Work instructions: Beginning with the line that includes "of the pine" and ending with the last line of the listing below, write out each line exactly, with no other output.

##### Entries shown

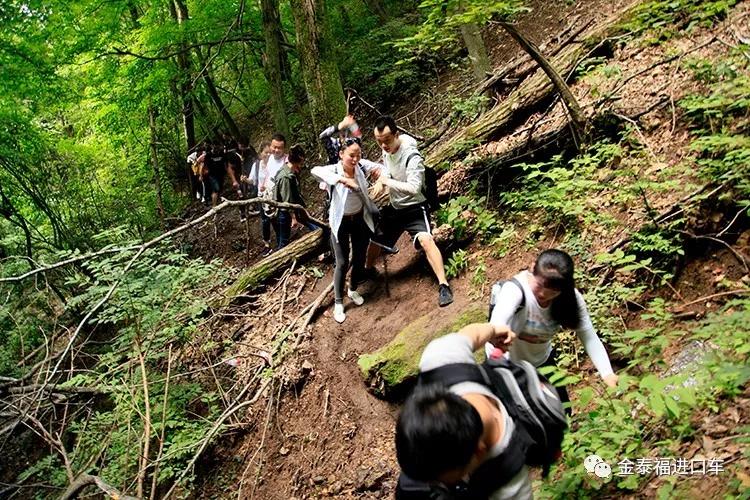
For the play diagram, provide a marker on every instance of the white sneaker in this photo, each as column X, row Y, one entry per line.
column 338, row 313
column 356, row 297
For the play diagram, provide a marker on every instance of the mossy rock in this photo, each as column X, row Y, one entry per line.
column 391, row 371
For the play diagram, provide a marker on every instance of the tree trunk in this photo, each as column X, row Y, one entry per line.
column 215, row 98
column 317, row 59
column 578, row 119
column 180, row 13
column 390, row 371
column 272, row 62
column 155, row 164
column 377, row 8
column 528, row 94
column 480, row 61
column 258, row 273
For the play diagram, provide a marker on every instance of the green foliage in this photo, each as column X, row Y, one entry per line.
column 719, row 121
column 158, row 304
column 471, row 106
column 652, row 413
column 457, row 263
column 665, row 19
column 367, row 63
column 442, row 20
column 560, row 189
column 466, row 213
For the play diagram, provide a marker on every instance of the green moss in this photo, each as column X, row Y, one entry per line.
column 389, row 369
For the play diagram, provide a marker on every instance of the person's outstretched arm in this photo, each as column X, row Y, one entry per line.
column 593, row 345
column 414, row 178
column 481, row 333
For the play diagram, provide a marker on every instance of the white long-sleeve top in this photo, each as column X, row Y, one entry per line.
column 331, row 175
column 535, row 327
column 405, row 174
column 258, row 173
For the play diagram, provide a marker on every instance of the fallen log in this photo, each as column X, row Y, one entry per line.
column 297, row 250
column 530, row 93
column 390, row 371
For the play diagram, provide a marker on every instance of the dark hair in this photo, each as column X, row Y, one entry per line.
column 296, row 154
column 437, row 431
column 386, row 121
column 555, row 268
column 348, row 141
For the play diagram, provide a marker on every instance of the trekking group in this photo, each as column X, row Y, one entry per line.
column 467, row 430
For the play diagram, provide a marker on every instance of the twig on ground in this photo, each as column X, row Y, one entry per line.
column 714, row 296
column 737, row 215
column 87, row 479
column 146, row 424
column 155, row 473
column 741, row 258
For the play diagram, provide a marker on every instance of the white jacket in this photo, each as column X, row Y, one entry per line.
column 405, row 181
column 331, row 175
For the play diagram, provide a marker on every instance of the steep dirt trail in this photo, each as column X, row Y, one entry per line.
column 333, row 438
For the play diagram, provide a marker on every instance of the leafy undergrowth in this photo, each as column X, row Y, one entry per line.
column 143, row 337
column 647, row 428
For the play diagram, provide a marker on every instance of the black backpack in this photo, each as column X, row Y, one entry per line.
column 533, row 405
column 429, row 189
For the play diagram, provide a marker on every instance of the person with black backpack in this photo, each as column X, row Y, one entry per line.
column 538, row 304
column 351, row 216
column 406, row 178
column 471, row 431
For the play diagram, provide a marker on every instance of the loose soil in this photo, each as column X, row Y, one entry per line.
column 321, row 434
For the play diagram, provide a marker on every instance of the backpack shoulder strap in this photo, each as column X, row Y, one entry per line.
column 456, row 373
column 520, row 287
column 414, row 154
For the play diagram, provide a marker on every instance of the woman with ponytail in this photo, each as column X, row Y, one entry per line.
column 538, row 304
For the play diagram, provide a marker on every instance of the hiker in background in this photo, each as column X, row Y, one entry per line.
column 287, row 190
column 216, row 171
column 404, row 175
column 197, row 160
column 276, row 160
column 350, row 216
column 254, row 172
column 538, row 304
column 234, row 162
column 333, row 136
column 461, row 432
column 278, row 156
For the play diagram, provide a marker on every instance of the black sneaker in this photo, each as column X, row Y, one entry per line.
column 445, row 296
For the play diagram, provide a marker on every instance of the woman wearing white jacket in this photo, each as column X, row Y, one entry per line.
column 350, row 217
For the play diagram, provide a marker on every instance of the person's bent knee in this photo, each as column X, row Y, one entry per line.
column 425, row 241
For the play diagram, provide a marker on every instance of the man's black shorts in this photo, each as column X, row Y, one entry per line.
column 394, row 221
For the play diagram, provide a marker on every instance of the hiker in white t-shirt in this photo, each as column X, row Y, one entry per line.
column 275, row 162
column 350, row 217
column 546, row 303
column 451, row 435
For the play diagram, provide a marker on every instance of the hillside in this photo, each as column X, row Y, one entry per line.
column 268, row 397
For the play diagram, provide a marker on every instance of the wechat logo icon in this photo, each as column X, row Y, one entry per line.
column 595, row 465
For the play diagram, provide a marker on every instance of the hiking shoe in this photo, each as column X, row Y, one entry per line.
column 338, row 313
column 445, row 296
column 356, row 297
column 370, row 274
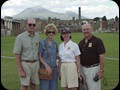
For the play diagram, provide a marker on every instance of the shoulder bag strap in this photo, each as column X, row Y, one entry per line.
column 48, row 54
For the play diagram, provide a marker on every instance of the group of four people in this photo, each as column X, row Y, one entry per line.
column 31, row 53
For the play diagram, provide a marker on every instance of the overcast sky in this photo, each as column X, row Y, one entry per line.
column 89, row 8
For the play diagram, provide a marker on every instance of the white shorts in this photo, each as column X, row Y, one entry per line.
column 69, row 75
column 90, row 74
column 31, row 70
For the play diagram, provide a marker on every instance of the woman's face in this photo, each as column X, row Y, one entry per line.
column 50, row 32
column 66, row 36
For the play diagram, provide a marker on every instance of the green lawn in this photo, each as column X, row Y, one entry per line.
column 9, row 73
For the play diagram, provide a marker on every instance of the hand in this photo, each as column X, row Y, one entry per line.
column 22, row 73
column 48, row 70
column 100, row 74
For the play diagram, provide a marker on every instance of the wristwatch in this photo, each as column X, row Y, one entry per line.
column 101, row 70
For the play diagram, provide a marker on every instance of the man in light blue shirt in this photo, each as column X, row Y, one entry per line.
column 26, row 55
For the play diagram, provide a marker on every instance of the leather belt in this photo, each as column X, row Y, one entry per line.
column 29, row 61
column 91, row 65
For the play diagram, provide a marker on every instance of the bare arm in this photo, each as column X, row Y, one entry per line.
column 20, row 68
column 101, row 56
column 78, row 64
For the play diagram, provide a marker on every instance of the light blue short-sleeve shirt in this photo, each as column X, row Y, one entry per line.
column 27, row 46
column 52, row 50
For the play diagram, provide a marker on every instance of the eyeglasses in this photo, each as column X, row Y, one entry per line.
column 30, row 24
column 51, row 32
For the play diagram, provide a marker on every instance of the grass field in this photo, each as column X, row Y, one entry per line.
column 9, row 72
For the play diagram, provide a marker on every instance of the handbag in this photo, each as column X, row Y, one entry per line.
column 42, row 71
column 43, row 74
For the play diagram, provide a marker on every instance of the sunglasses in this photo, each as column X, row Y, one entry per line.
column 51, row 32
column 31, row 25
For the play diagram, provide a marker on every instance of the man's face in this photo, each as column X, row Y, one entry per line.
column 86, row 30
column 31, row 25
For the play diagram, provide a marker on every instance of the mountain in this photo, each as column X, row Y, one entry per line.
column 42, row 13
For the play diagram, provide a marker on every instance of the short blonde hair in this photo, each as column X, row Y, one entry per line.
column 88, row 25
column 49, row 26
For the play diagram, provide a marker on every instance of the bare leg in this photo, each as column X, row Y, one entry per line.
column 71, row 88
column 24, row 87
column 32, row 86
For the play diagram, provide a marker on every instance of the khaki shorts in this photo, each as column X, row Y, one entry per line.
column 69, row 75
column 31, row 70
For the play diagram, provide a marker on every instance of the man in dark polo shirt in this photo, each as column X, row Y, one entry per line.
column 92, row 58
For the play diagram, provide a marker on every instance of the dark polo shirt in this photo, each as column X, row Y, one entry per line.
column 91, row 50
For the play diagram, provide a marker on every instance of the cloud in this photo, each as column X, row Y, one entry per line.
column 89, row 8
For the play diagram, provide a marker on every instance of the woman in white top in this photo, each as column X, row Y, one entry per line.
column 69, row 61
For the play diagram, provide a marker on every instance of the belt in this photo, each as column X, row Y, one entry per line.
column 29, row 61
column 91, row 65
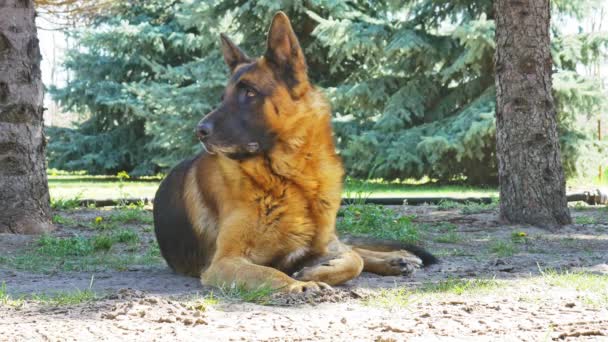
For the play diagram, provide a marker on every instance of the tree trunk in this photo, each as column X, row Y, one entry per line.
column 532, row 184
column 24, row 193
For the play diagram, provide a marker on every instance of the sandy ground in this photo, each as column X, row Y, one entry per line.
column 150, row 303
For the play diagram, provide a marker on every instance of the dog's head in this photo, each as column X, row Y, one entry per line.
column 262, row 99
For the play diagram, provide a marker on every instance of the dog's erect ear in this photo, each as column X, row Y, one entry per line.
column 283, row 48
column 233, row 55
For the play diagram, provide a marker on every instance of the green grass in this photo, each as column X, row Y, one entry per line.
column 390, row 298
column 65, row 298
column 593, row 287
column 261, row 295
column 402, row 296
column 460, row 286
column 66, row 188
column 377, row 221
column 585, row 220
column 469, row 208
column 131, row 215
column 503, row 248
column 52, row 254
column 59, row 298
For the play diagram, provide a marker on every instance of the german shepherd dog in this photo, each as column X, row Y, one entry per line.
column 258, row 206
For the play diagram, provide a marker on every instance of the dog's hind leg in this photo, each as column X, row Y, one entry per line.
column 400, row 262
column 341, row 265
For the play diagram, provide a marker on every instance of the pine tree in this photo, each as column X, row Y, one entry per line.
column 24, row 194
column 532, row 184
column 411, row 82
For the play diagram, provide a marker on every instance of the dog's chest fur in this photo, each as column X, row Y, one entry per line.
column 285, row 213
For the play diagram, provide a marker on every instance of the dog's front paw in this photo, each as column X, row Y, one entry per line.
column 307, row 286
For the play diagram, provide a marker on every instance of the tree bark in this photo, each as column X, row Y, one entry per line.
column 24, row 194
column 531, row 176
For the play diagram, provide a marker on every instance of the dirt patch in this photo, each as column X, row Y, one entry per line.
column 493, row 282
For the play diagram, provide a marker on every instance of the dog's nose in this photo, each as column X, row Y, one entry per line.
column 204, row 129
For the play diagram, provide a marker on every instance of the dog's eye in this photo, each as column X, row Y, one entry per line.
column 250, row 92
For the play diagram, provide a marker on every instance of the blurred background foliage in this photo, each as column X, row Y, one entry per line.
column 411, row 83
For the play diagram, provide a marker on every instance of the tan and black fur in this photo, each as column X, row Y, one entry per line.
column 258, row 206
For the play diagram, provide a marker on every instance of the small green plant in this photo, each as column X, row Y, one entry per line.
column 468, row 208
column 64, row 298
column 61, row 247
column 122, row 177
column 503, row 248
column 593, row 287
column 460, row 286
column 66, row 203
column 7, row 300
column 585, row 220
column 131, row 215
column 448, row 205
column 261, row 295
column 519, row 237
column 377, row 221
column 58, row 219
column 154, row 249
column 102, row 242
column 201, row 304
column 125, row 236
column 390, row 298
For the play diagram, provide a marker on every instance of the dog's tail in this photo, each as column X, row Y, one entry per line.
column 380, row 245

##########

Exercise result:
For the play diagram, provide a marker on every instance of the pine tree in this photo, each as column X, row Y, one entry per line.
column 24, row 194
column 532, row 184
column 411, row 82
For the play diagram, provide a marker on every instance of the dog's chest fur in this photo, each as column X, row Y, one entry per line.
column 285, row 213
For the play diagram, provide a marker on every instance of the dog's front paw in this photo, each as column X, row Y, one entry per line.
column 307, row 286
For the play diagram, provide a marker on every instance of the tree bark in this photo, each as column X, row Y, one entry per line.
column 24, row 194
column 531, row 176
For the play diagram, provide a marker on every instance of the dirt patch in this photo, each as column X, row Y, one entry per line.
column 493, row 282
For the play diagram, provide a marker on every instance of the dog's nose in this photo, each as column X, row Y, one entry per line.
column 204, row 129
For the play diagram, provide a marker on every instance of the dog's eye in this photo, each as column X, row Y, one entry per line.
column 250, row 92
For the play diagram, provide a marker on every instance of the blurred background foliage in this photo, each as column X, row Y, one entry per line.
column 411, row 83
For the play diagram, provide a marker on every instance of the tan and black fur in this photo, each as column X, row Y, one entry per line.
column 258, row 206
For the play diagram, provide a marker on every instance of the small green plant in this photo, each as column X, row Y, one entry per line.
column 468, row 208
column 64, row 298
column 61, row 247
column 122, row 177
column 503, row 248
column 593, row 287
column 460, row 286
column 66, row 203
column 7, row 300
column 585, row 220
column 131, row 215
column 448, row 205
column 261, row 295
column 519, row 237
column 377, row 221
column 58, row 219
column 154, row 249
column 102, row 242
column 201, row 304
column 125, row 236
column 390, row 298
For the play diagram, provide a marker on every instance of the dog's tail in this photo, each as column X, row Y, one entry per line.
column 380, row 245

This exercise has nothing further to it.